GIVEN TASK:
Find the line that contains "Where can the basalt" in the entries below. Restate it and every line after it, word for word, with no pictures.

DATA TO USE:
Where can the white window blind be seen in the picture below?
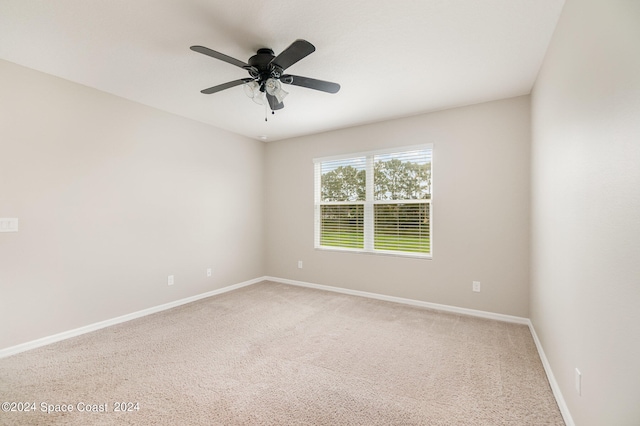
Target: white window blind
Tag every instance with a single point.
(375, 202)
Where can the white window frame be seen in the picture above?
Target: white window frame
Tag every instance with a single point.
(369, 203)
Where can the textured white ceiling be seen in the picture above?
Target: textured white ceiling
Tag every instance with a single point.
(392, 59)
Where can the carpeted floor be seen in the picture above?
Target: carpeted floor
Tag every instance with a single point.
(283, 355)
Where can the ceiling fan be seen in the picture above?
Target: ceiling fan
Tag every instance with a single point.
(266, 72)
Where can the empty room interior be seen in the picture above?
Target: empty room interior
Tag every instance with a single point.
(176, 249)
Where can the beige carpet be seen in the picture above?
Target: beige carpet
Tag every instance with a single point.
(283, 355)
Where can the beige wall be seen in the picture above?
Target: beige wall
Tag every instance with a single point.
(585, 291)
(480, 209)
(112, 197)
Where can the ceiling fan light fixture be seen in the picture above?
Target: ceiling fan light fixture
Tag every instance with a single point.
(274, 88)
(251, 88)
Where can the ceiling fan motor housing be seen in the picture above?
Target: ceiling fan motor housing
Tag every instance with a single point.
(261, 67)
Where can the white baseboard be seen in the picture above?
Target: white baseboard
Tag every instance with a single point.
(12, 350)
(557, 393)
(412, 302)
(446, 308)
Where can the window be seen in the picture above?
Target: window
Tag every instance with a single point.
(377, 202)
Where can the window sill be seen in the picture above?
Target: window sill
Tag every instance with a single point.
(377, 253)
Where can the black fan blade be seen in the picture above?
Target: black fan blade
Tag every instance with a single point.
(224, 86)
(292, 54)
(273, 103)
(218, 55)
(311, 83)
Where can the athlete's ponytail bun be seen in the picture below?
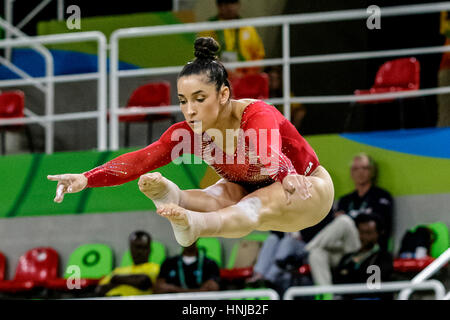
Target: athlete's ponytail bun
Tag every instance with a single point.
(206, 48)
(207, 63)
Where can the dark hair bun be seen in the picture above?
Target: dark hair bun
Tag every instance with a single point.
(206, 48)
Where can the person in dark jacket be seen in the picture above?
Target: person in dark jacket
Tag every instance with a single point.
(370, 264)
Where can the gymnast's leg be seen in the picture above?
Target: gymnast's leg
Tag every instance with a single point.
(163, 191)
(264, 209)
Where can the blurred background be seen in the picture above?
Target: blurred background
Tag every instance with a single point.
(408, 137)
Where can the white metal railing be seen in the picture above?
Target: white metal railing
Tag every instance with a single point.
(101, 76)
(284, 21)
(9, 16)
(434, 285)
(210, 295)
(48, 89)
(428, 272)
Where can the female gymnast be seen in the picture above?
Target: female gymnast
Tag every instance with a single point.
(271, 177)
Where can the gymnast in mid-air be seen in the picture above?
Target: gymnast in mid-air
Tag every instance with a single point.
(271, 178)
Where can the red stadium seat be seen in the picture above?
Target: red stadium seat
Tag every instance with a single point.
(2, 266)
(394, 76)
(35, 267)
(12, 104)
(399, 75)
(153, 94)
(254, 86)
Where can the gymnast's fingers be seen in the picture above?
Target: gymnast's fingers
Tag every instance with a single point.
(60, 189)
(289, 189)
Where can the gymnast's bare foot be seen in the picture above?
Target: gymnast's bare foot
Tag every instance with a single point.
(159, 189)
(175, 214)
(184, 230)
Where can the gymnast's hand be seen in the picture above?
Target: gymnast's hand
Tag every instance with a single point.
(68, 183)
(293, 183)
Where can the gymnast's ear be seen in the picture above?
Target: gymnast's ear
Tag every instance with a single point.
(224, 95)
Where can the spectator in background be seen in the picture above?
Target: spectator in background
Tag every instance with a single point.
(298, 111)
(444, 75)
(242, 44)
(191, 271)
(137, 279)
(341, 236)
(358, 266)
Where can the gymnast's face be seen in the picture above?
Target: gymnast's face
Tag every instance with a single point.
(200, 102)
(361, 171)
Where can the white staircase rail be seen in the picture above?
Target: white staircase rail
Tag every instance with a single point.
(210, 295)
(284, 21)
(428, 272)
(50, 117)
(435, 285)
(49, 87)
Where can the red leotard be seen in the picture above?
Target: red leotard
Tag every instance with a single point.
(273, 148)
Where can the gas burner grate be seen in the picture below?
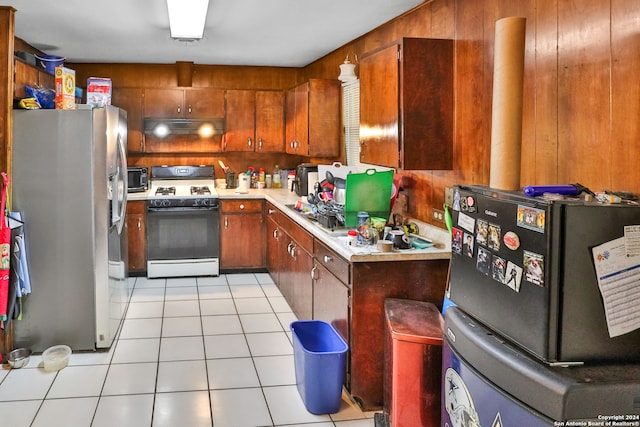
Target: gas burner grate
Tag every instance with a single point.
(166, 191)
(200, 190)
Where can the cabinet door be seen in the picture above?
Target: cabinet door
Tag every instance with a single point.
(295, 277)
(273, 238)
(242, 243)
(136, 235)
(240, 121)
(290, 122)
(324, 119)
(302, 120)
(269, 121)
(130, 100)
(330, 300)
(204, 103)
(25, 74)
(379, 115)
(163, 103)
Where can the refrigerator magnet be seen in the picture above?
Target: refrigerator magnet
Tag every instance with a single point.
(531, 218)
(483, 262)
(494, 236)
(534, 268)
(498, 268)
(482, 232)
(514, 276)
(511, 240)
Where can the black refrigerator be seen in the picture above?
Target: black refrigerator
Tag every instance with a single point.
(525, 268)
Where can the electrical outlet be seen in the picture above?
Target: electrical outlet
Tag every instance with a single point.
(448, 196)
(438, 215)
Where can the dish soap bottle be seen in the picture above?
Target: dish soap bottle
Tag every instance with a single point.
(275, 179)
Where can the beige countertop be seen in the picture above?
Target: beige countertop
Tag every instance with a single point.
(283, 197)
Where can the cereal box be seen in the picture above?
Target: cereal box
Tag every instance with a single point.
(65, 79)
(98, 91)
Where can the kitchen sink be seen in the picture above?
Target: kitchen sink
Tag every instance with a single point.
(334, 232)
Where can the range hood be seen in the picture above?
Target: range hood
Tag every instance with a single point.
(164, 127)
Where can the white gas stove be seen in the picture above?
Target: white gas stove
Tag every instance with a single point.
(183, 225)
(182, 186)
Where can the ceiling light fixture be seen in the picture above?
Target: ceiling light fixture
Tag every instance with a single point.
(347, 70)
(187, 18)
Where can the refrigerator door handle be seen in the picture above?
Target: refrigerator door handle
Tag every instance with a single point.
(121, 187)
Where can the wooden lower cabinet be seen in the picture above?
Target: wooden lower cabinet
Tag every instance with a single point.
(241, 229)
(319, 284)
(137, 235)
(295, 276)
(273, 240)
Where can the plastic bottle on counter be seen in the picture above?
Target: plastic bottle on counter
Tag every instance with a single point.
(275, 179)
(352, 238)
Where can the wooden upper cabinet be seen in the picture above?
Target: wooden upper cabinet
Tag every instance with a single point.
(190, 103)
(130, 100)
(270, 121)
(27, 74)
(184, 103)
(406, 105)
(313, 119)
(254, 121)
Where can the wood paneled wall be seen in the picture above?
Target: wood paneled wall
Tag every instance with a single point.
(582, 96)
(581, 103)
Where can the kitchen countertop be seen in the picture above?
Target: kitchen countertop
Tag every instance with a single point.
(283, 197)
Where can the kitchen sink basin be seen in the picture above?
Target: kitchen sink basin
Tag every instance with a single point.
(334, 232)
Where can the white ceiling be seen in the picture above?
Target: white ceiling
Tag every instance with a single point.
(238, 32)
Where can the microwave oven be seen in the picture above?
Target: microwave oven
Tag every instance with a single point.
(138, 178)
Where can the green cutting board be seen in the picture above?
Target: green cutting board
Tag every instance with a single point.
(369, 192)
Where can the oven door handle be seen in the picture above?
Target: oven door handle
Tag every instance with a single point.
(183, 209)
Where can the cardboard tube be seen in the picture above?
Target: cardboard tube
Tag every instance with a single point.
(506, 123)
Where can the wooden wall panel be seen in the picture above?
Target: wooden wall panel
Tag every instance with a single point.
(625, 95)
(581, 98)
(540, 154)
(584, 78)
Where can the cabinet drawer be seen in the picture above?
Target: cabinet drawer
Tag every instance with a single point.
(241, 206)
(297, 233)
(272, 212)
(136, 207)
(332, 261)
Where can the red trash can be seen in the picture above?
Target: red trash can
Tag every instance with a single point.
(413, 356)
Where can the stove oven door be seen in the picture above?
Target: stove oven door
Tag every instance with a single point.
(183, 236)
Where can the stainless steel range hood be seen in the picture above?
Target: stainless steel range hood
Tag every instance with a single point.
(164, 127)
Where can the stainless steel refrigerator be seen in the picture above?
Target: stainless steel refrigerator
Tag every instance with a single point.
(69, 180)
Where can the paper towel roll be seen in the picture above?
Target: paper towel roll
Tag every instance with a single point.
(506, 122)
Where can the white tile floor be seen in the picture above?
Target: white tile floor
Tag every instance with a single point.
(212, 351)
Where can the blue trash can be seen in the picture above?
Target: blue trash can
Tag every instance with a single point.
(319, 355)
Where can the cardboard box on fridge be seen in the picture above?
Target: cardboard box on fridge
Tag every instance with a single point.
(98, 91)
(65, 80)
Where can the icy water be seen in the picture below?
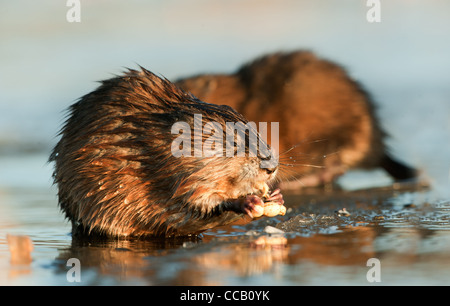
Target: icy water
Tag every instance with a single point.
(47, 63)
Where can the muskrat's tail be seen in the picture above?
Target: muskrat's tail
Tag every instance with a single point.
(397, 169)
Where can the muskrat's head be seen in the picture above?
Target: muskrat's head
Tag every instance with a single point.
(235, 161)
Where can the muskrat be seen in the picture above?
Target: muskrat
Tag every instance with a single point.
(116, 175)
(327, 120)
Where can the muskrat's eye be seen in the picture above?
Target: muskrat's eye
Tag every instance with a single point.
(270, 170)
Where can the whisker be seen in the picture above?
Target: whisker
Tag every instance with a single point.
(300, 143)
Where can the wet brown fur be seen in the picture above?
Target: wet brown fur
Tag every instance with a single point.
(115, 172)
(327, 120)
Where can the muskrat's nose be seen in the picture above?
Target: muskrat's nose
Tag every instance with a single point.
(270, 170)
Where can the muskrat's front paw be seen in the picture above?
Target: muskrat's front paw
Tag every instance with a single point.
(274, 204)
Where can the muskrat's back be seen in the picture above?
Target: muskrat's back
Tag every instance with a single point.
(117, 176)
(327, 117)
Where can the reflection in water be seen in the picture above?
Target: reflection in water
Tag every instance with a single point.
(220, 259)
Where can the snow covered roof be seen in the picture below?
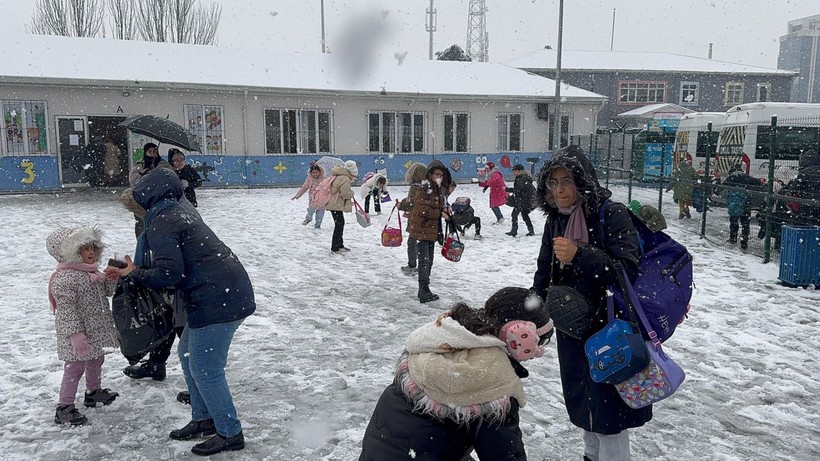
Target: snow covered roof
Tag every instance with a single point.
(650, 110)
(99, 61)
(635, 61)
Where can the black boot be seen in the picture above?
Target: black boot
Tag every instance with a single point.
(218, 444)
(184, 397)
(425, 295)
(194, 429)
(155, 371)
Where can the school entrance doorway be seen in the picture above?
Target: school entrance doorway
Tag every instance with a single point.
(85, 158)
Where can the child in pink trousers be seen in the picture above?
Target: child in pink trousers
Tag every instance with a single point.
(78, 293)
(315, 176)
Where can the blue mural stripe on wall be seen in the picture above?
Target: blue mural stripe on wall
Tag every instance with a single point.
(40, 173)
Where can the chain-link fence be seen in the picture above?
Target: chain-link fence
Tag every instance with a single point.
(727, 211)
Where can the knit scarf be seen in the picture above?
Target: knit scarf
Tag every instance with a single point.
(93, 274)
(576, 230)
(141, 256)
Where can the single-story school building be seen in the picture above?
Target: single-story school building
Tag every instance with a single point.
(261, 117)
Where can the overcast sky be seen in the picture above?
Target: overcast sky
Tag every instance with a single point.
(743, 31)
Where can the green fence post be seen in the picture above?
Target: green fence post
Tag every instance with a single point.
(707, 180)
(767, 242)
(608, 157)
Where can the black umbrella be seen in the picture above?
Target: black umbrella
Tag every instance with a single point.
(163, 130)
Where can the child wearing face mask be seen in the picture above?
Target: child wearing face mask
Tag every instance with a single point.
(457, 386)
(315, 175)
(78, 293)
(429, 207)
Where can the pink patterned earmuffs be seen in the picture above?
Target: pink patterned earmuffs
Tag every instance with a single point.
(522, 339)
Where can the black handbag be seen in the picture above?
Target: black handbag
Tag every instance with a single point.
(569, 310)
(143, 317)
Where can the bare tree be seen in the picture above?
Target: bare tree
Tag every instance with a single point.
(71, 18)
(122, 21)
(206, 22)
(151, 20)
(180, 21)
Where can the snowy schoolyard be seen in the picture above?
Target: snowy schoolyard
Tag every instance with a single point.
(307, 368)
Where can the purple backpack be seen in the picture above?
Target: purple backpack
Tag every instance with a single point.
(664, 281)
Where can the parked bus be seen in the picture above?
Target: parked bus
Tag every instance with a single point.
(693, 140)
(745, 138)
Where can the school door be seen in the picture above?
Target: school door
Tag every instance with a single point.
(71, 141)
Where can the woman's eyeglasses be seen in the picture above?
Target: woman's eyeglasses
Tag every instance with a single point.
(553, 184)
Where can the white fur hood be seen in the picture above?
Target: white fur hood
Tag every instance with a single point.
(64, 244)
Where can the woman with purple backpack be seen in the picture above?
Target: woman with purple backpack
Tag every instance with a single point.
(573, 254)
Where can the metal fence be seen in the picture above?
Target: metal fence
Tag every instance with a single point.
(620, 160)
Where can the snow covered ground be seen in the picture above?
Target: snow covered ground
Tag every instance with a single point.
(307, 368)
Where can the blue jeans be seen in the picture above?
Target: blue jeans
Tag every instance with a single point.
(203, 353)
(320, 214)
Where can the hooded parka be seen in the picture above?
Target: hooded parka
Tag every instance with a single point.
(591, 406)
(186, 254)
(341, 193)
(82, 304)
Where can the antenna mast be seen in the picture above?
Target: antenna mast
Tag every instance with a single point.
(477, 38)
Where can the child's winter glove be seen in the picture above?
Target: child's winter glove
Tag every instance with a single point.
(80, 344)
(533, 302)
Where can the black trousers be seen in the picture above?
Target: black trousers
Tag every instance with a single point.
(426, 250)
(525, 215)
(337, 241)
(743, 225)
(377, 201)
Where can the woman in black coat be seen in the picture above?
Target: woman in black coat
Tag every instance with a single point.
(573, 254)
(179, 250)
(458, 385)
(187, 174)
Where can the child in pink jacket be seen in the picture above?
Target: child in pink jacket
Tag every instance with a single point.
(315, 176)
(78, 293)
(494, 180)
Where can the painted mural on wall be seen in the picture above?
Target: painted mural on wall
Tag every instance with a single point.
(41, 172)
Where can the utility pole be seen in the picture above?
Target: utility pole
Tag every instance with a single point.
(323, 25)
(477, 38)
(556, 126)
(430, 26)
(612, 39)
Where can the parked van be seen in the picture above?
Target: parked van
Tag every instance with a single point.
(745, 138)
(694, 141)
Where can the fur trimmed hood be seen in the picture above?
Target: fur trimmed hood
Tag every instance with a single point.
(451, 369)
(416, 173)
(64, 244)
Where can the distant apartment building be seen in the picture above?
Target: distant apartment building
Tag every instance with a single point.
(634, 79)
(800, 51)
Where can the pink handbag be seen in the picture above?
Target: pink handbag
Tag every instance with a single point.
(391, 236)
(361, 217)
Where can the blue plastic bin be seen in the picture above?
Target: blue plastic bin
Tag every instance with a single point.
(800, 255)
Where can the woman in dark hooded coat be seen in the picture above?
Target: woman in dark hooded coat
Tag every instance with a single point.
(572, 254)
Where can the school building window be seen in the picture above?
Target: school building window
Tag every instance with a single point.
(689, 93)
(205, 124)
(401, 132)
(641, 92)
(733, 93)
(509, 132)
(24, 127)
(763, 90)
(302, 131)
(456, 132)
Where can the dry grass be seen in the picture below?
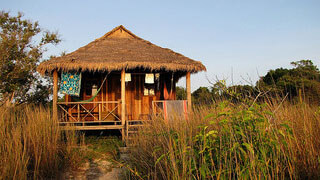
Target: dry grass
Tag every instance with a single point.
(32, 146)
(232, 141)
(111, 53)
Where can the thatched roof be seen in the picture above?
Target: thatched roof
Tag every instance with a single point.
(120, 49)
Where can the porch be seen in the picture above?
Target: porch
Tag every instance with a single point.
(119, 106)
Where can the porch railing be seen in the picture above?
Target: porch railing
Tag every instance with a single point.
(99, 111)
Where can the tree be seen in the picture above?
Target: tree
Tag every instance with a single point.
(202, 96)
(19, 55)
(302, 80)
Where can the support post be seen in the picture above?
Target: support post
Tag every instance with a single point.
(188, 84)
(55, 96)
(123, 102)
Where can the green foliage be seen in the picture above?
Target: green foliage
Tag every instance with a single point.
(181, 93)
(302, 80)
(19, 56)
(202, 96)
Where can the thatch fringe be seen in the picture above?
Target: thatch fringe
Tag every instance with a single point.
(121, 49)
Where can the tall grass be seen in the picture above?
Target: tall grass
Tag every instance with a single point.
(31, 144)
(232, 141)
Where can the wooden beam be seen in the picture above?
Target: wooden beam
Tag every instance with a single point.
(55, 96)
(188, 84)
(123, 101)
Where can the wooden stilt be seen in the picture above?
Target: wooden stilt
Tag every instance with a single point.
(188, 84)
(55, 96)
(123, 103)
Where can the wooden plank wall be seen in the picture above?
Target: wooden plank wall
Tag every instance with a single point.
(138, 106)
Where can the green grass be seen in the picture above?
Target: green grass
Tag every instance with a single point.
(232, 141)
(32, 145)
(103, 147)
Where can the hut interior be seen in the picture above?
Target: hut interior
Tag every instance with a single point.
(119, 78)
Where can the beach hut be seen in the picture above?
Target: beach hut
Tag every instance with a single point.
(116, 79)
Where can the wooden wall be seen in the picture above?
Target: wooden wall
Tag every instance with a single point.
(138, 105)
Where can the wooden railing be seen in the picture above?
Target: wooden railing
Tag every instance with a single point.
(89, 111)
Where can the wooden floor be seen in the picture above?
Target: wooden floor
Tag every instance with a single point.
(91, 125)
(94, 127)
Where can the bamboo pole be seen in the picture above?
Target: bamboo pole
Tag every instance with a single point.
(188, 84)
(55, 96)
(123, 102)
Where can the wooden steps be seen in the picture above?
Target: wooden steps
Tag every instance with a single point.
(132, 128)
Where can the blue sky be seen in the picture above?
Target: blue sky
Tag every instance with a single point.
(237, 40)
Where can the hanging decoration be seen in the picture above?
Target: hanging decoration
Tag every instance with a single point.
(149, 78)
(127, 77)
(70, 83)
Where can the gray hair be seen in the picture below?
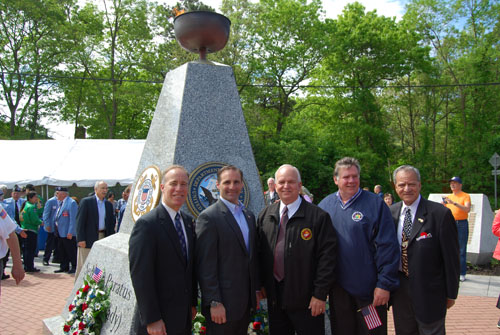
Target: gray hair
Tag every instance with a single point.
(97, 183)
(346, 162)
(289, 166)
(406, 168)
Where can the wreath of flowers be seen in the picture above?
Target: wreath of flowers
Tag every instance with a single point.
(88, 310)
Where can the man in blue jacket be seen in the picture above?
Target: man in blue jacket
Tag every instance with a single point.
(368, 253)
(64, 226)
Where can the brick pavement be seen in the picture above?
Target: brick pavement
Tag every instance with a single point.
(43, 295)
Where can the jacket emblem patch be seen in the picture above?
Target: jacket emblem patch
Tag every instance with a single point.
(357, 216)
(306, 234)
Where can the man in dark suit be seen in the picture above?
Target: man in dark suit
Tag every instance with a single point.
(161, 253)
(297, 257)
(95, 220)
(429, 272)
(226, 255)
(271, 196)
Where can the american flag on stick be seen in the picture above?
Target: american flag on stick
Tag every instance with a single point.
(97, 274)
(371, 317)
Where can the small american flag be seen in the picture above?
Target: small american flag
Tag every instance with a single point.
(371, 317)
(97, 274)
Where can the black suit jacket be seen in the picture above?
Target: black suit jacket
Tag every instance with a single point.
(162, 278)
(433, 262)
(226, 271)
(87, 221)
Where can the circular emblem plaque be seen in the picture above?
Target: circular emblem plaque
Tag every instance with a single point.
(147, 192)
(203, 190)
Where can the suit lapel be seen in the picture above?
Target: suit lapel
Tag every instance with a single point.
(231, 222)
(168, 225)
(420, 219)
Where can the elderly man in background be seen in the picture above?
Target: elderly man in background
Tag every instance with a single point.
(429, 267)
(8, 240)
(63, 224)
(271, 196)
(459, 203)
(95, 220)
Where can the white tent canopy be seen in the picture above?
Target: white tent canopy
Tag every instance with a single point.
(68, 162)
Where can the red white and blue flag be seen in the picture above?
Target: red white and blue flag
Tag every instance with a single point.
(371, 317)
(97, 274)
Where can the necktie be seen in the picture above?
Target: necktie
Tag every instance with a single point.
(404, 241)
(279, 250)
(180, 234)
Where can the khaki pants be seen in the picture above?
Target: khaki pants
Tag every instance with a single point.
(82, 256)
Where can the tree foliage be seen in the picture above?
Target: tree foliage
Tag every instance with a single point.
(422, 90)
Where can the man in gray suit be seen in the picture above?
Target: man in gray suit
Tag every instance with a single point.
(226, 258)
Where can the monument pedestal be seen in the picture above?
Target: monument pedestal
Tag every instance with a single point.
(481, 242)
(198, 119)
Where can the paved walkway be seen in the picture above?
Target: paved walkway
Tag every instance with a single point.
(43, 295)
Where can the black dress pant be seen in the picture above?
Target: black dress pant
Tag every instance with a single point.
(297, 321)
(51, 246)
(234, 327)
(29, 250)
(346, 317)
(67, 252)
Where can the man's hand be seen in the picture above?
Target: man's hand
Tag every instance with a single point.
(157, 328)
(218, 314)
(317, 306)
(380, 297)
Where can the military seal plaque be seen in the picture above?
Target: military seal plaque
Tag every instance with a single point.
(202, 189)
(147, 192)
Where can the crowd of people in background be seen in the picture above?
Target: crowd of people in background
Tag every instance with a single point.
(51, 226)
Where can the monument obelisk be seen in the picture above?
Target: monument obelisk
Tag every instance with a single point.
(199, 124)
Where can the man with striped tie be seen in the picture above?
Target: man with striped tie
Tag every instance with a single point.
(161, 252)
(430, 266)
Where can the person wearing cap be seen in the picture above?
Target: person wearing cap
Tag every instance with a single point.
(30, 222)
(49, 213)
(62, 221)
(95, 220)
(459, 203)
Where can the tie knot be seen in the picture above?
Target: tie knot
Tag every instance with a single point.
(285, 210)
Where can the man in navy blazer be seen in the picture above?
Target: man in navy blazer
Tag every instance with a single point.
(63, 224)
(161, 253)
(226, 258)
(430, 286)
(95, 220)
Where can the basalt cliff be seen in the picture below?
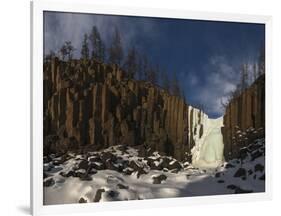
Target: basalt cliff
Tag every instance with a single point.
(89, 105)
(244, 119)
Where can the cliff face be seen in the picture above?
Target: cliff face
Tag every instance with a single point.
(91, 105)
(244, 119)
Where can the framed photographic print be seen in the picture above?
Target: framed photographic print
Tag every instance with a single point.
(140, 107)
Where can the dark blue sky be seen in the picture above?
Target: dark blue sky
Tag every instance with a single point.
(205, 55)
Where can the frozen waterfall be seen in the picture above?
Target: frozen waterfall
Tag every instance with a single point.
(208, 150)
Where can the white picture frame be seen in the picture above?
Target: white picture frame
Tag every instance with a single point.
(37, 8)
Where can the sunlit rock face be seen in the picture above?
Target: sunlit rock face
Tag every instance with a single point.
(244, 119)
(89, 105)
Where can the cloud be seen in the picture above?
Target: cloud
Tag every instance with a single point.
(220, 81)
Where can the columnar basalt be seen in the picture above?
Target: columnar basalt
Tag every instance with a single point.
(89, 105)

ANSWER BELOW:
Where can the basalt cliff be seen in the picture below?
Target: basalt cliff
Tag every instance with a single point.
(89, 105)
(244, 119)
Where can the cliff face be seen in the picture above?
Target: cliff face
Tag every instance with a single point.
(91, 105)
(244, 119)
Where can the framed photographic print be seen in the picture above?
Target: framed photographic print
Tag every instance with a single point.
(140, 107)
Where can the dark blue sky be seen in the picture above?
Target: dark blue sky
Tag every instance with a single point.
(205, 55)
Where can the frozen waterfall be seen in the picture above?
Target: frozen waterfall
Tag every instance with a single point.
(208, 150)
Where can the white picture frame be seen in the picture above?
Target: white picture frame
Tag every instance with a single point.
(37, 8)
Where can the sunlit rock face be seen in the picture above?
Target: sunlit rock face
Tag every instance with a single point.
(244, 119)
(89, 105)
Where can the cloud be seen in the picture above?
Target: cloud
Tag every instance with a single point.
(220, 81)
Where can the columnar basalt be seen in the picture above?
Target: columnar basalt
Tag every instance with a single point.
(89, 105)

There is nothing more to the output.